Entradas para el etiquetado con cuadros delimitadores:
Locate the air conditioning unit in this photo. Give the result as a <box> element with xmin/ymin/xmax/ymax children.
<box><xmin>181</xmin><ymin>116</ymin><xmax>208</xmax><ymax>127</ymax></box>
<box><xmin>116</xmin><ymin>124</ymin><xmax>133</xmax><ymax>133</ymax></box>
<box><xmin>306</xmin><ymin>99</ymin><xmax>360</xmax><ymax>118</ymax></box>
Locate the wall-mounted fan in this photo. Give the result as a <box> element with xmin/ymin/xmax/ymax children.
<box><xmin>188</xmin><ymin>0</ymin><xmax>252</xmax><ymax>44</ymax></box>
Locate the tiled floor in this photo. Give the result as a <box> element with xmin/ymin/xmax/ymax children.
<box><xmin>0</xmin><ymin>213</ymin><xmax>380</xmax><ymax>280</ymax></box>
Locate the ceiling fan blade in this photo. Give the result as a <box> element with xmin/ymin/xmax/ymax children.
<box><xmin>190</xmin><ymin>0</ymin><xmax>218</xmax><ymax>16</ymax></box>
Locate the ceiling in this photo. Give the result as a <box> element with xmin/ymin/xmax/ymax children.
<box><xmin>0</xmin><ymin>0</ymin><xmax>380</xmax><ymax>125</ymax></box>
---
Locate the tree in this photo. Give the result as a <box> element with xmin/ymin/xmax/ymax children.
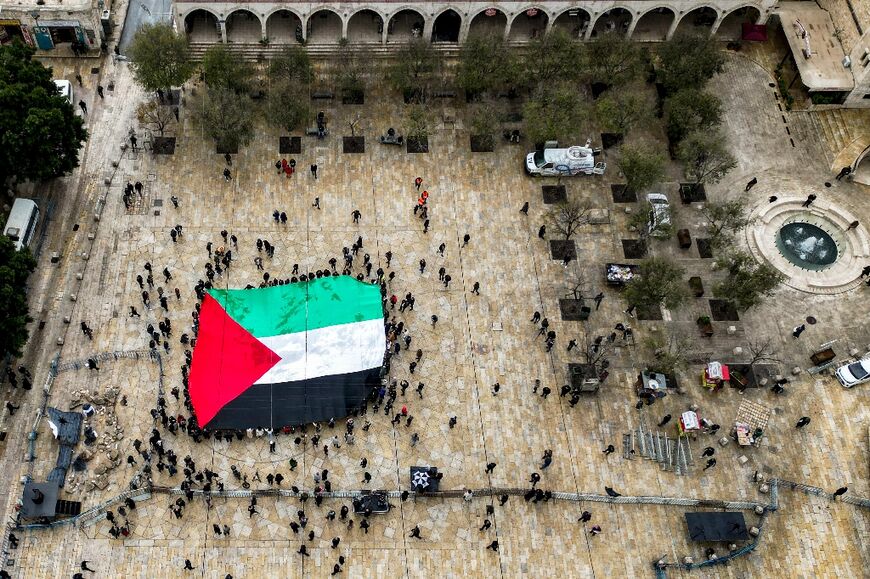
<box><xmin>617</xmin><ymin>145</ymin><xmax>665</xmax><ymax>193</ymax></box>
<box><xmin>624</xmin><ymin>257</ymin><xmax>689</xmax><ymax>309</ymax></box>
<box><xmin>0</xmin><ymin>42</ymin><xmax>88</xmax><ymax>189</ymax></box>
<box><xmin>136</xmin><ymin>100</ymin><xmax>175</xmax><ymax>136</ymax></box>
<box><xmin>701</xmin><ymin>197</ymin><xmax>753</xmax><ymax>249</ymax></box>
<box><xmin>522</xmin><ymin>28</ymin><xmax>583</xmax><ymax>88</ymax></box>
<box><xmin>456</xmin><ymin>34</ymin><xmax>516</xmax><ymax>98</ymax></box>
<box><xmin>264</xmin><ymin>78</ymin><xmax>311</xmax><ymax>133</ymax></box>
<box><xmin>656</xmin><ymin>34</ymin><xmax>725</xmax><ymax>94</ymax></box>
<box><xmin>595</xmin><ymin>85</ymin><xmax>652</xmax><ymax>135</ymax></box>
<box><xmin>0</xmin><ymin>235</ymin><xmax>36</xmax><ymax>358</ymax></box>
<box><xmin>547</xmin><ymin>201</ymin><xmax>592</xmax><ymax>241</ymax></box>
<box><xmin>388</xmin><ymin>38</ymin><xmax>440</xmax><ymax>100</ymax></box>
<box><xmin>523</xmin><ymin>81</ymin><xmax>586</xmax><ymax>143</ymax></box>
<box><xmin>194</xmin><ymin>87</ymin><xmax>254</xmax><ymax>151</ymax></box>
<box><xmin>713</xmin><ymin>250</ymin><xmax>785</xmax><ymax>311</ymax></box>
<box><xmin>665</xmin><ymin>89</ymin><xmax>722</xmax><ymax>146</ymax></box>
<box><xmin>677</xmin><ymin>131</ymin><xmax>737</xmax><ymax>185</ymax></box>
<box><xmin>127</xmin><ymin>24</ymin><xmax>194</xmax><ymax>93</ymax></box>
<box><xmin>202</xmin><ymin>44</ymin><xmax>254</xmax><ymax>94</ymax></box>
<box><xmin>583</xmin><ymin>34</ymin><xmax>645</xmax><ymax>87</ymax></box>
---
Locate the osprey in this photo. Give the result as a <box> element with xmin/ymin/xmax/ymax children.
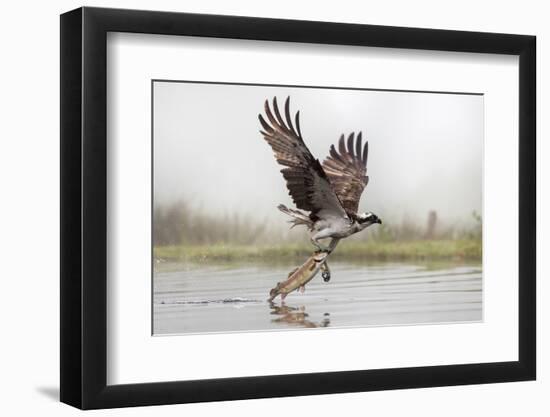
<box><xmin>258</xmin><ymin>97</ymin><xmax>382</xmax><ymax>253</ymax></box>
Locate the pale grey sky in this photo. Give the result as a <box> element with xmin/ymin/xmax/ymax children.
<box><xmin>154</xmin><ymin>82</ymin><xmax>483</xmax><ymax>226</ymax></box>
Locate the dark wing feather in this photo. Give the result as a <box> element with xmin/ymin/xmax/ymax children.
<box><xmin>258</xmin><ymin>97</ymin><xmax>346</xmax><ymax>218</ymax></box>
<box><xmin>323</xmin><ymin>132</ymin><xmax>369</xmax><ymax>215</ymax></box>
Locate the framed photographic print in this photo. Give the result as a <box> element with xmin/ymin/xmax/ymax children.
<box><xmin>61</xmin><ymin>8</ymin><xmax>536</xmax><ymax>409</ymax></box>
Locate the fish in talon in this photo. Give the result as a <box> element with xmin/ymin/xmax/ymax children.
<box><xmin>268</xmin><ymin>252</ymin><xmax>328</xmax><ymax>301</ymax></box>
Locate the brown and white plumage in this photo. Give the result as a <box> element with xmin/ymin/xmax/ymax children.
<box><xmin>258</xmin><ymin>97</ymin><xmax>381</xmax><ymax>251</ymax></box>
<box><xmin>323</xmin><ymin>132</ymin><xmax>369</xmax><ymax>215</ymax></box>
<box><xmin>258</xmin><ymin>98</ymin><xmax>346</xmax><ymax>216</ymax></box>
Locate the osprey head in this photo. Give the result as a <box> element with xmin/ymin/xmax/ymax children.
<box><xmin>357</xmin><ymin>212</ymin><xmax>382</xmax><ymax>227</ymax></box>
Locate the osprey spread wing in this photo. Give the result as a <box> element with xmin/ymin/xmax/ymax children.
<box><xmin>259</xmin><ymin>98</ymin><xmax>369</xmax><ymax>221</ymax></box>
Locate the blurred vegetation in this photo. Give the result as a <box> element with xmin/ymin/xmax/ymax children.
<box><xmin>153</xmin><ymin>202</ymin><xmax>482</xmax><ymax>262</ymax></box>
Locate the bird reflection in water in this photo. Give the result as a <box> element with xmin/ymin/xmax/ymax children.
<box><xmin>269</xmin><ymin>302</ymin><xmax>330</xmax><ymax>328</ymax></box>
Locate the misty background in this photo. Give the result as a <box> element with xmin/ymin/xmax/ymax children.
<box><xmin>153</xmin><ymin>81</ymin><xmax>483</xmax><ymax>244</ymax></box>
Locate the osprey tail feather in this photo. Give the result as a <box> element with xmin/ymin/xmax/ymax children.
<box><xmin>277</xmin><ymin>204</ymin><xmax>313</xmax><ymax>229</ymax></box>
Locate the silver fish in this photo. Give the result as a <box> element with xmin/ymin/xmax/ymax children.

Desafío: Cuente cuántas líneas de los registros contienen la palabra "osprey" y escriba únicamente esa cifra.

Resultado del ejercicio: 4